[Object outline annotations]
▶
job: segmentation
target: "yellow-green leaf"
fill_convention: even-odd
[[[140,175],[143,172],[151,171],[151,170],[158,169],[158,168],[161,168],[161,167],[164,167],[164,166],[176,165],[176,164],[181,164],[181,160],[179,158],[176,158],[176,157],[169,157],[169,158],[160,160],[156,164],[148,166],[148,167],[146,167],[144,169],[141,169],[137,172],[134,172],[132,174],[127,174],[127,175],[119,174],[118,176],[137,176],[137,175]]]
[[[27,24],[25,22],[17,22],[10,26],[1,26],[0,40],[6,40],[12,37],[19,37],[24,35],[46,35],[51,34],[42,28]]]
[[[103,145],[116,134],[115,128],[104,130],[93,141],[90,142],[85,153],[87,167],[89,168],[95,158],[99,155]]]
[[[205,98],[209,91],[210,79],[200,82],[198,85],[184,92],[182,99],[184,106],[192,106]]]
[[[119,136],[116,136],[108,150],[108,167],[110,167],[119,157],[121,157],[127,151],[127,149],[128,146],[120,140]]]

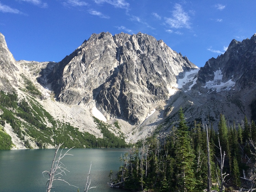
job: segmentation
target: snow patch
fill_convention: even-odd
[[[104,122],[107,121],[107,119],[103,115],[103,114],[101,113],[101,112],[98,110],[96,106],[93,107],[92,108],[92,113],[93,116],[100,120]]]
[[[156,111],[156,109],[154,109],[153,110],[153,111],[152,111],[150,113],[149,113],[149,114],[148,114],[148,115],[147,115],[146,117],[146,118],[147,119],[150,116],[151,116],[151,115],[152,115],[154,114],[154,113],[155,113],[155,111]]]
[[[235,83],[232,81],[231,79],[225,83],[221,82],[223,77],[222,72],[220,69],[214,72],[214,78],[213,81],[207,82],[206,85],[204,87],[208,89],[215,89],[217,93],[220,92],[221,91],[230,90],[232,88],[235,86]]]
[[[185,73],[185,76],[183,78],[179,79],[178,80],[178,82],[175,85],[175,87],[178,89],[180,89],[188,83],[193,82],[192,85],[189,86],[188,89],[185,91],[187,92],[191,90],[191,88],[196,83],[196,80],[197,79],[196,74],[198,73],[200,70],[200,68],[198,68],[192,70],[189,72],[186,72]]]
[[[169,91],[169,94],[171,95],[174,95],[177,92],[177,90],[176,89],[174,89],[173,88],[171,88],[170,87],[167,88],[167,89]]]

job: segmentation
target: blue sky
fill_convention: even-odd
[[[256,1],[0,0],[17,60],[61,60],[93,33],[147,34],[199,67],[256,33]]]

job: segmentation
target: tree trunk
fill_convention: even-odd
[[[209,143],[209,136],[208,136],[208,128],[206,125],[206,140],[207,142],[207,192],[210,192],[211,190],[211,164],[210,159],[210,146]]]

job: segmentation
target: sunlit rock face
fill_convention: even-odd
[[[4,36],[0,33],[0,90],[11,93],[17,85],[16,73],[19,69],[16,61],[7,47]]]
[[[162,40],[139,33],[93,34],[48,76],[58,100],[90,105],[107,118],[141,123],[170,96],[177,76],[196,68]]]

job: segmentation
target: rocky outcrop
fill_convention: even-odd
[[[168,99],[176,76],[196,67],[152,36],[102,33],[57,64],[48,82],[60,101],[90,105],[95,100],[108,119],[139,124]]]
[[[0,90],[11,93],[12,85],[17,85],[16,61],[7,47],[4,36],[0,33]]]
[[[209,59],[201,68],[197,86],[205,86],[207,82],[213,81],[214,72],[220,70],[223,75],[221,81],[225,83],[231,79],[235,83],[238,91],[253,86],[256,82],[255,63],[256,34],[242,42],[233,39],[224,54]]]

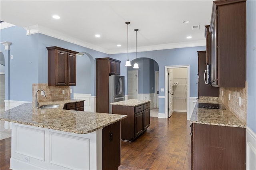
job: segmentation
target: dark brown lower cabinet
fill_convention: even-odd
[[[118,170],[121,164],[121,122],[102,129],[102,169]]]
[[[197,123],[192,127],[192,169],[245,169],[246,128]]]
[[[121,139],[132,141],[145,131],[150,124],[150,103],[134,106],[112,105],[112,113],[126,115],[121,121]]]

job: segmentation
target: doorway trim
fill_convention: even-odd
[[[156,79],[156,75],[157,73],[158,73],[158,78]],[[157,87],[157,84],[158,85],[158,88],[157,89],[156,87]],[[158,97],[157,96],[157,92],[159,90],[159,71],[155,71],[155,103],[154,107],[155,108],[158,108],[157,107],[157,104],[159,103],[159,101],[158,101]],[[159,94],[158,94],[159,95]]]
[[[187,120],[190,119],[190,65],[170,65],[164,67],[164,117],[168,118],[168,69],[178,68],[187,68]]]
[[[127,86],[127,89],[128,90],[128,99],[129,99],[129,97],[130,96],[130,95],[129,95],[129,73],[135,73],[135,74],[136,75],[136,81],[137,81],[137,84],[135,85],[135,86],[134,87],[136,89],[136,94],[135,95],[137,96],[137,99],[138,99],[138,84],[139,84],[139,79],[138,78],[138,70],[128,70],[127,71],[127,84],[128,84],[128,86]]]

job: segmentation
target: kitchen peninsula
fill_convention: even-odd
[[[126,115],[40,109],[28,103],[1,113],[12,122],[12,169],[118,169],[120,121]]]
[[[129,99],[110,103],[112,113],[127,115],[121,121],[121,139],[131,142],[150,125],[150,100]]]

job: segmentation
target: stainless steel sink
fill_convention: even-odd
[[[60,106],[58,105],[46,105],[39,106],[38,109],[54,109],[58,108]]]

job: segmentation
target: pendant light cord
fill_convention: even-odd
[[[137,32],[138,30],[135,30],[135,31],[136,32],[136,53],[135,54],[136,56],[136,59],[135,60],[135,63],[137,63]]]
[[[128,40],[129,40],[129,36],[128,36],[128,25],[129,25],[129,24],[130,24],[130,23],[129,23],[129,24],[127,23],[127,60],[129,60],[129,48],[128,47],[128,46],[129,46],[129,42],[128,42]]]

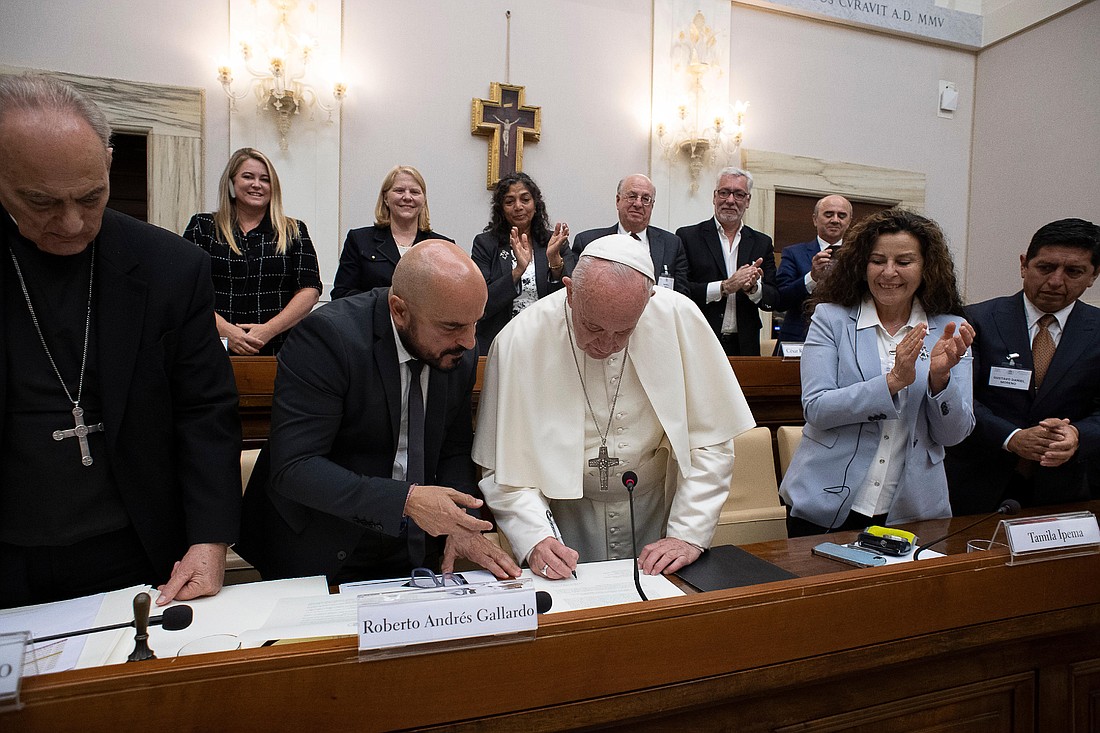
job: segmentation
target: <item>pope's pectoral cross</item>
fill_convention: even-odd
[[[600,446],[600,456],[588,461],[588,466],[600,469],[600,491],[607,491],[607,474],[612,467],[618,466],[619,459],[607,456],[607,446]]]
[[[54,440],[64,440],[65,438],[75,437],[80,444],[80,462],[85,466],[91,466],[92,460],[91,451],[88,449],[88,434],[102,433],[103,424],[97,423],[96,425],[85,425],[84,407],[79,406],[73,408],[73,422],[76,424],[76,427],[69,428],[68,430],[54,430]]]

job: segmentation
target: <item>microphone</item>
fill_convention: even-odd
[[[939,539],[935,539],[935,540],[933,540],[931,543],[925,543],[924,545],[921,545],[920,547],[916,548],[916,551],[913,553],[913,559],[915,560],[917,555],[920,555],[924,550],[928,549],[933,545],[938,545],[939,543],[944,541],[945,539],[954,537],[955,535],[957,535],[957,534],[959,534],[961,532],[966,532],[967,529],[969,529],[971,527],[976,527],[979,524],[981,524],[982,522],[986,522],[987,519],[993,518],[998,514],[1004,514],[1004,515],[1008,515],[1008,516],[1012,516],[1013,514],[1019,514],[1019,513],[1020,513],[1020,502],[1018,502],[1014,499],[1005,499],[1003,502],[1001,502],[1001,505],[998,506],[997,511],[993,512],[992,514],[990,514],[988,516],[983,516],[980,519],[978,519],[977,522],[971,522],[970,524],[966,525],[965,527],[963,527],[960,529],[956,529],[955,532],[949,532],[946,535],[944,535],[943,537],[941,537]]]
[[[148,604],[151,599],[148,593],[138,593],[134,595],[134,625],[138,633],[134,635],[134,650],[127,657],[127,661],[144,661],[145,659],[156,659],[153,649],[148,648]]]
[[[634,553],[634,587],[638,589],[638,595],[642,601],[648,601],[646,592],[641,590],[641,578],[638,576],[638,540],[634,536],[634,488],[638,483],[638,474],[634,471],[623,473],[623,485],[630,497],[630,551]]]
[[[195,617],[195,611],[189,605],[174,605],[164,610],[164,613],[151,616],[148,620],[150,626],[163,626],[164,631],[180,631],[187,628],[191,625],[191,620]],[[127,628],[128,626],[134,626],[134,621],[128,621],[121,624],[111,624],[109,626],[97,626],[95,628],[82,628],[75,632],[65,632],[64,634],[54,634],[53,636],[43,636],[41,638],[31,639],[34,644],[40,642],[56,642],[59,638],[67,638],[69,636],[82,636],[85,634],[95,634],[101,631],[112,631],[116,628]]]

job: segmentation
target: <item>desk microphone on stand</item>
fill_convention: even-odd
[[[153,649],[148,648],[148,606],[151,599],[148,593],[138,593],[134,595],[134,626],[138,633],[134,635],[134,650],[127,657],[127,661],[144,661],[145,659],[156,659]]]
[[[1001,502],[1001,505],[998,506],[997,511],[993,512],[992,514],[990,514],[988,516],[983,516],[980,519],[978,519],[977,522],[971,522],[970,524],[966,525],[965,527],[963,527],[960,529],[956,529],[955,532],[947,533],[946,535],[944,535],[939,539],[934,539],[931,543],[925,543],[924,545],[921,545],[920,547],[916,548],[916,551],[913,553],[913,559],[915,560],[917,555],[920,555],[924,550],[928,549],[933,545],[938,545],[939,543],[942,543],[945,539],[948,539],[950,537],[954,537],[955,535],[959,534],[960,532],[966,532],[970,527],[976,527],[979,524],[981,524],[982,522],[986,522],[988,519],[993,518],[998,514],[1005,514],[1008,516],[1012,516],[1013,514],[1019,514],[1019,513],[1020,513],[1020,502],[1018,502],[1014,499],[1005,499],[1003,502]]]
[[[634,553],[634,587],[638,589],[638,595],[642,601],[648,601],[646,592],[641,590],[641,578],[638,577],[638,540],[634,536],[634,486],[638,483],[638,474],[634,471],[623,473],[623,485],[630,497],[630,551]]]
[[[182,628],[187,628],[191,625],[191,619],[195,617],[195,612],[189,605],[173,605],[164,610],[164,613],[152,616],[148,620],[150,626],[163,626],[164,631],[180,631]],[[65,632],[64,634],[53,634],[52,636],[43,636],[41,638],[31,639],[34,644],[41,642],[56,642],[59,638],[68,638],[69,636],[82,636],[85,634],[95,634],[101,631],[113,631],[116,628],[125,628],[127,626],[134,626],[135,622],[128,621],[121,624],[110,624],[109,626],[96,626],[95,628],[81,628],[75,632]]]

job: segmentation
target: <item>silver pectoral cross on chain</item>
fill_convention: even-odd
[[[618,466],[619,459],[607,456],[607,446],[600,446],[600,456],[588,461],[588,466],[600,469],[600,491],[607,491],[607,473],[613,466]]]
[[[80,405],[75,405],[73,407],[73,422],[76,424],[76,427],[69,428],[68,430],[54,430],[54,440],[64,440],[65,438],[76,437],[77,441],[80,444],[80,462],[85,466],[91,466],[92,460],[91,451],[88,449],[88,434],[102,433],[103,424],[97,423],[96,425],[85,425],[84,407]]]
◀
Copy each line of the listing above that contains the string "cross".

target: <item>pope's pectoral cross</item>
target: <item>silver pectoral cross on chain</item>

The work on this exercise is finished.